▶ Task requirements:
According to the passage on coping with loss, why should someone who is still married bring their spouse to therapy sessions? Answer in one to three sentences.

▶ Exercise passage:
If after a period of time (it's different for everyone, but people will start poking you!), you find yourself still struggling and feeling stuck, find a professional to speak with about how to grieve and get on with your life, and how to create purpose and meaning for yourself going forward. Talking with a psychotherapist or psychologist who has experience with loss and change is one of the best ways to find your footing through this difficult life transition. If you are still married, bring your spouse along to sessions so that you can work through the difficult, complicated emotions. It's important to learn to work together and support each other during this time (think teamwork). One of you may appear to be doing better than the other, but your partner may be suffering too -- it just may look different. Men and women tend to handle change and loss in different ways.

Stored items

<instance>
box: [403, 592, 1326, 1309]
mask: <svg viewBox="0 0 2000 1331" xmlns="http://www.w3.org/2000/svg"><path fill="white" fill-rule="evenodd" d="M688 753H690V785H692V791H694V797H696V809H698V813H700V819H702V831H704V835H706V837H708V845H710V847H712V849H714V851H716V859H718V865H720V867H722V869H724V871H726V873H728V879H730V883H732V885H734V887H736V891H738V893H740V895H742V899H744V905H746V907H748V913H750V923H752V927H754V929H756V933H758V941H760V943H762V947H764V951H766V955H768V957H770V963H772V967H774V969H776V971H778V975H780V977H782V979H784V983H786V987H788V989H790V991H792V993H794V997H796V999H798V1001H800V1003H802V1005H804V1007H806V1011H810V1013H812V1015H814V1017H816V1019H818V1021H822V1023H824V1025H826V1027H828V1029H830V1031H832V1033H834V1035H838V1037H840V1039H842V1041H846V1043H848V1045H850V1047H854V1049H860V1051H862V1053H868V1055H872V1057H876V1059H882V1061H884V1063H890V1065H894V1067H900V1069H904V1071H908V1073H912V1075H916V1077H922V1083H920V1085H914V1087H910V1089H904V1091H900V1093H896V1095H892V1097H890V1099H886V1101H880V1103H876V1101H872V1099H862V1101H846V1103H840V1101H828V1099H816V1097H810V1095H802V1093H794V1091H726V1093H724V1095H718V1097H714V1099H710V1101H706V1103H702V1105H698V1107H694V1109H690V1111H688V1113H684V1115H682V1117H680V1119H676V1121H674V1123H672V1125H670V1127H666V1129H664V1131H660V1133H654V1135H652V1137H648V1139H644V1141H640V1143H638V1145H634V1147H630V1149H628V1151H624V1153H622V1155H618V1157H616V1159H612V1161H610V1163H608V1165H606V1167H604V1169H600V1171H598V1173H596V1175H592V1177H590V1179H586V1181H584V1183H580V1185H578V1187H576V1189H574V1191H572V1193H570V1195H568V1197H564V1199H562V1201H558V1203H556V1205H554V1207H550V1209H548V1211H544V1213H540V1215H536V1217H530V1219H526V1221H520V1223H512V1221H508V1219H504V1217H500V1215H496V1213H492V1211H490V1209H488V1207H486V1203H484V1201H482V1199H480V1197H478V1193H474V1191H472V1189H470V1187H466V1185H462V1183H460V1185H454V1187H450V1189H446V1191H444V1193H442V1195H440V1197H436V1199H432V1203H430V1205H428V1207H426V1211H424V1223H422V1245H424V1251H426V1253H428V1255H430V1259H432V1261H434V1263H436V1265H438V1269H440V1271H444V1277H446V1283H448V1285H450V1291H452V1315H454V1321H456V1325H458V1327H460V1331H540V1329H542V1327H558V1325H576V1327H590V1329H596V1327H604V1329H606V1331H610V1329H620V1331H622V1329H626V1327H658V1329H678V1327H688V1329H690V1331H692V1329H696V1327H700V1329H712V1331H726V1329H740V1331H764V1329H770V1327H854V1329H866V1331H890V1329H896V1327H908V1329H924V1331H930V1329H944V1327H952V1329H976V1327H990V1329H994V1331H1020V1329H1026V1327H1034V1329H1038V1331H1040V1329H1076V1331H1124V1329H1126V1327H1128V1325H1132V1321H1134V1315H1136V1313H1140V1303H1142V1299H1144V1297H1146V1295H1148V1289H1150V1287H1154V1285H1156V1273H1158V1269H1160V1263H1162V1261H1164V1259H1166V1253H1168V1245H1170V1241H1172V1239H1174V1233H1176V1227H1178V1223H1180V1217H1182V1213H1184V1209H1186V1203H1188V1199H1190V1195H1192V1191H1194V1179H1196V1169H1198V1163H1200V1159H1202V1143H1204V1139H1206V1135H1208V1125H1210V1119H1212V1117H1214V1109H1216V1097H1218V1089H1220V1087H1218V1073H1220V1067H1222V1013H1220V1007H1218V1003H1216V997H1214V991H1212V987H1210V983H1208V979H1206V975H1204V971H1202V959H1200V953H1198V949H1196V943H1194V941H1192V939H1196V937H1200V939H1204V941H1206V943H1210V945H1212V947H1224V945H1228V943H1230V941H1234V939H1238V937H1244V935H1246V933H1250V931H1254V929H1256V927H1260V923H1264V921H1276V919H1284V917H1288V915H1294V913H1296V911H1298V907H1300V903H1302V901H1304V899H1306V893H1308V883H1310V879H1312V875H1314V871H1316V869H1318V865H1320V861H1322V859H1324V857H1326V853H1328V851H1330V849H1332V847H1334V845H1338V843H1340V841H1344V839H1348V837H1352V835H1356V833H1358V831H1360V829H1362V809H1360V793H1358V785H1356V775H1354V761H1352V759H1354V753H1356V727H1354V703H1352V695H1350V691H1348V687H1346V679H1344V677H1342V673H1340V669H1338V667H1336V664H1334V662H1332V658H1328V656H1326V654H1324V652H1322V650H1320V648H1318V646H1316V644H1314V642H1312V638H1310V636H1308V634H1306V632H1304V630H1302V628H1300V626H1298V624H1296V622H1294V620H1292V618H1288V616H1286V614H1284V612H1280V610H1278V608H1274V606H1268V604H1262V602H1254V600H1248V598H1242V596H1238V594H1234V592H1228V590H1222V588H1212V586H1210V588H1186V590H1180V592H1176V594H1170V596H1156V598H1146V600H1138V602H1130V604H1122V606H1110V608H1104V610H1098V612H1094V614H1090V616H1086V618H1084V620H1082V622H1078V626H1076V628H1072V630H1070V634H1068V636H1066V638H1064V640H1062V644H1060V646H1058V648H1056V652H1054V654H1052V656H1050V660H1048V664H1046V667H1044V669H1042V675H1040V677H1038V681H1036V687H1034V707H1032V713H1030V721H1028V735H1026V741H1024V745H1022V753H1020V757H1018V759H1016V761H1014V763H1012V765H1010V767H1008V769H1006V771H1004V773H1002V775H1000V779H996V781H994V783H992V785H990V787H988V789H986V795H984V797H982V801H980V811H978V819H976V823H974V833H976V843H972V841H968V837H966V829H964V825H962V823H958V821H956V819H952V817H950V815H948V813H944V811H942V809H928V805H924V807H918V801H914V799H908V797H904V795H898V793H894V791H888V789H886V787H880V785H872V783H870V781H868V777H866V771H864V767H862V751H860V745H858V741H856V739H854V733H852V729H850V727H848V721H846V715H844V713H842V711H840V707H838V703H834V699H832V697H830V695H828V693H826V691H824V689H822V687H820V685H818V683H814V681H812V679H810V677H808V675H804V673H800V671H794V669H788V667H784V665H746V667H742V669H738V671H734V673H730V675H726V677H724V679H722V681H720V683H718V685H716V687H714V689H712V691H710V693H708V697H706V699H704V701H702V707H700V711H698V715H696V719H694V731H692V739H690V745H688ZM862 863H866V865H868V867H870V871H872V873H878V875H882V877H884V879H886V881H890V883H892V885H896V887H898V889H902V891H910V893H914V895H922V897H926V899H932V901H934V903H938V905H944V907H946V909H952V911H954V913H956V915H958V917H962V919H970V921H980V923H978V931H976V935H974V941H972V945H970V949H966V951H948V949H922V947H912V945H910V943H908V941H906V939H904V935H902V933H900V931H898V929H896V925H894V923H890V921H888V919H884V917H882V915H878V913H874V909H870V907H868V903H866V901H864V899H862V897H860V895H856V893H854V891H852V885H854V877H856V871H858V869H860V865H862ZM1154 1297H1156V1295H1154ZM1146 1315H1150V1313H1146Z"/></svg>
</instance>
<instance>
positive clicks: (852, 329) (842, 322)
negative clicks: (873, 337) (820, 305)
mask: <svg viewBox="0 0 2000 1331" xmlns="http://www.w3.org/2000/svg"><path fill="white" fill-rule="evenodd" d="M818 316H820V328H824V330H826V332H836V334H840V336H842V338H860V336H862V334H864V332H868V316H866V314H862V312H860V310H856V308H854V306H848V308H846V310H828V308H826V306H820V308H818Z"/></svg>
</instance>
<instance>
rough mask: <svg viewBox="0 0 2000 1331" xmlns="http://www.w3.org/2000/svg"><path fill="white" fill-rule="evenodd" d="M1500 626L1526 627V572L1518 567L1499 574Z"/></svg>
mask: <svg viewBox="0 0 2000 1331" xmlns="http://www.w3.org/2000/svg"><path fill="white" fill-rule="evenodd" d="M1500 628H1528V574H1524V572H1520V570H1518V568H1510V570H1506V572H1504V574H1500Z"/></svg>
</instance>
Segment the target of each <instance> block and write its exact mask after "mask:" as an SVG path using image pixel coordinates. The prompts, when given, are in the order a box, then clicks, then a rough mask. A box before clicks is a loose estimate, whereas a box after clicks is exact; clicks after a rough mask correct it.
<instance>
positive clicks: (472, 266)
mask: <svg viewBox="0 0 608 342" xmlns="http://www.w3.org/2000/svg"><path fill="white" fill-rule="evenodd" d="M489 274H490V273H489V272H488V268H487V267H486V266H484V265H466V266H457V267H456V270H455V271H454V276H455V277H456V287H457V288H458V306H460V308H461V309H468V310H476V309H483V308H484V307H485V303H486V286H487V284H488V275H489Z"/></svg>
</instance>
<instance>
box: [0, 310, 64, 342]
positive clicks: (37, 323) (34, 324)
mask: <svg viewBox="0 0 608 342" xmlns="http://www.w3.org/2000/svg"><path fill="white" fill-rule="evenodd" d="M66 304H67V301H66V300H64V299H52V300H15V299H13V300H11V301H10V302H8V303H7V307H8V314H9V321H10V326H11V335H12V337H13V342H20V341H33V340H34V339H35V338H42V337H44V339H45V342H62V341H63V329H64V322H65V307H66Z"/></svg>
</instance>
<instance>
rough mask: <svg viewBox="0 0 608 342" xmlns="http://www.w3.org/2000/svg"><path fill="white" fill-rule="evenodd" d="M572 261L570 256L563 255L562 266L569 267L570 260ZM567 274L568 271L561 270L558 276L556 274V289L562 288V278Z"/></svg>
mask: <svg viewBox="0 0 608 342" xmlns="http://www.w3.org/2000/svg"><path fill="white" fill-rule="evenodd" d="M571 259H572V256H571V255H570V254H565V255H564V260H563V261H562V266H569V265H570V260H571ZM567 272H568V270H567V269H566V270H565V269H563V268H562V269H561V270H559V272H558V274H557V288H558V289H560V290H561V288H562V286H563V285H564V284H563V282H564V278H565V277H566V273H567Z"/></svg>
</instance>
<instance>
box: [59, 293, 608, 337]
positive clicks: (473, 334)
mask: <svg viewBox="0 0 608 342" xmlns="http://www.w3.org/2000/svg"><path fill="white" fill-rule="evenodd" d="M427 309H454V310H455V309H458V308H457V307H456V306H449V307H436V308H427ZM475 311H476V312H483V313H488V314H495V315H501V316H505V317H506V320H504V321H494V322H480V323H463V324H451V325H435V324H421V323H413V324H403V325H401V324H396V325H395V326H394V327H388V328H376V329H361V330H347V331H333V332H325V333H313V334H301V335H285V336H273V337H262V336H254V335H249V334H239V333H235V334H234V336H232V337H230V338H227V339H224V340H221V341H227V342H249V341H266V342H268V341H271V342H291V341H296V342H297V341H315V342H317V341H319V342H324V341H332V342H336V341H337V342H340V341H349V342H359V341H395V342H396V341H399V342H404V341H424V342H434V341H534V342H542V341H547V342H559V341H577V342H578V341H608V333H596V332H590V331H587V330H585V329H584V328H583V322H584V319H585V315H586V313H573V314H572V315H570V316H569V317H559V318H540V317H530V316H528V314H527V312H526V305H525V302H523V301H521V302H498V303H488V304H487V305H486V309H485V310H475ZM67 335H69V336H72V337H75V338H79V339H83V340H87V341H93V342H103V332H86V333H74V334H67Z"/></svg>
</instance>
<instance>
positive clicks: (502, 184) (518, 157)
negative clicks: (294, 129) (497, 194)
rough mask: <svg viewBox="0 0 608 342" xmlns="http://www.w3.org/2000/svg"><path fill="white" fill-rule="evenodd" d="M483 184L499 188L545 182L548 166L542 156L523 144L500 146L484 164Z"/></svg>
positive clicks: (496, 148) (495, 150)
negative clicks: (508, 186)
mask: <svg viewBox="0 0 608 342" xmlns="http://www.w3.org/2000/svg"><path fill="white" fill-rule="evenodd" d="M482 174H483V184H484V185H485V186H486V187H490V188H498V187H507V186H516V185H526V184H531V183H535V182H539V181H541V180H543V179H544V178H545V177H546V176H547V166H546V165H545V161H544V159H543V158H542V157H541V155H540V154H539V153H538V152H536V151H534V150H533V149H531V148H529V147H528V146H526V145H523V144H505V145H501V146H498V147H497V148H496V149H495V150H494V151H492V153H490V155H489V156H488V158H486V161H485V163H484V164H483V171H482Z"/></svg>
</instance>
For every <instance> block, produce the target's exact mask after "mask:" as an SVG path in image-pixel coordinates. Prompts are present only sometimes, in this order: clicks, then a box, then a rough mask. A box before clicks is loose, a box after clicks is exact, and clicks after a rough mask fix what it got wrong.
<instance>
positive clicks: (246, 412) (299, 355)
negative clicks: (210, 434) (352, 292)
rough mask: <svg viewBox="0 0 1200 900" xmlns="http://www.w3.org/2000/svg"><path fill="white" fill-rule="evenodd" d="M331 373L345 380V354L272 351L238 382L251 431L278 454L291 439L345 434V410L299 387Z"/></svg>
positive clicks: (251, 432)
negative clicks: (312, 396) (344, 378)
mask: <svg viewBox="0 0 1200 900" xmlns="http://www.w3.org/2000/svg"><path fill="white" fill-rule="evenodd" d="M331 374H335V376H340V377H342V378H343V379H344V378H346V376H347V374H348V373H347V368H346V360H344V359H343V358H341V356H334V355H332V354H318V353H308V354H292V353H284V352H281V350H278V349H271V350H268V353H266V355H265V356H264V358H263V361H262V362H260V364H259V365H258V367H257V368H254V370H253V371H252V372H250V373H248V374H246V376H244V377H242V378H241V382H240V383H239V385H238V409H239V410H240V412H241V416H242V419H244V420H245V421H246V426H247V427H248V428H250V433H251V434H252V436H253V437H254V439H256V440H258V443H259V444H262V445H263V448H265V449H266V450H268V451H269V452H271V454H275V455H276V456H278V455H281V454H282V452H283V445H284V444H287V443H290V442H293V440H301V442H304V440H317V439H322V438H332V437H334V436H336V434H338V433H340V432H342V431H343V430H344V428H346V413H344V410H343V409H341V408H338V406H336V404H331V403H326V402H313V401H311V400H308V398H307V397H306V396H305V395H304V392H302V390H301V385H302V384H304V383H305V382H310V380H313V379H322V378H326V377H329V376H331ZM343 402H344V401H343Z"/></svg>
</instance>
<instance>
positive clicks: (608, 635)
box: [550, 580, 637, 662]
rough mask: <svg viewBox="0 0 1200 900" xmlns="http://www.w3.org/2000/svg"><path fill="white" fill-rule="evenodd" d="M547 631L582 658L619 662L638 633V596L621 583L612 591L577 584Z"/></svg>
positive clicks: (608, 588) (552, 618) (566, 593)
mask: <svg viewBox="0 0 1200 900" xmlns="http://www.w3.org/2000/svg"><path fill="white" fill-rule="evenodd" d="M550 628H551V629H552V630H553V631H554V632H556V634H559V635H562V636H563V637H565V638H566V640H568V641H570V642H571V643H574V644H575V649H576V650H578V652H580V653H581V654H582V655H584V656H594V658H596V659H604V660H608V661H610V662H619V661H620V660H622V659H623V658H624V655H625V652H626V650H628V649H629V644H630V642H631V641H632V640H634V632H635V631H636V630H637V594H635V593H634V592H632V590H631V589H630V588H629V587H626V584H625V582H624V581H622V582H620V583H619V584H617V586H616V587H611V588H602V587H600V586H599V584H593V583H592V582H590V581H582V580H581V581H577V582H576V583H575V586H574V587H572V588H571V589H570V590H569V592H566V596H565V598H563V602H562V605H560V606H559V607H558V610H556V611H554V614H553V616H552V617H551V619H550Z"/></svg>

▶ Output below:
Bringing the spouse along lets the couple work through the difficult, complicated emotions together. The passage stresses that partners need to learn to work together and support each other during this time.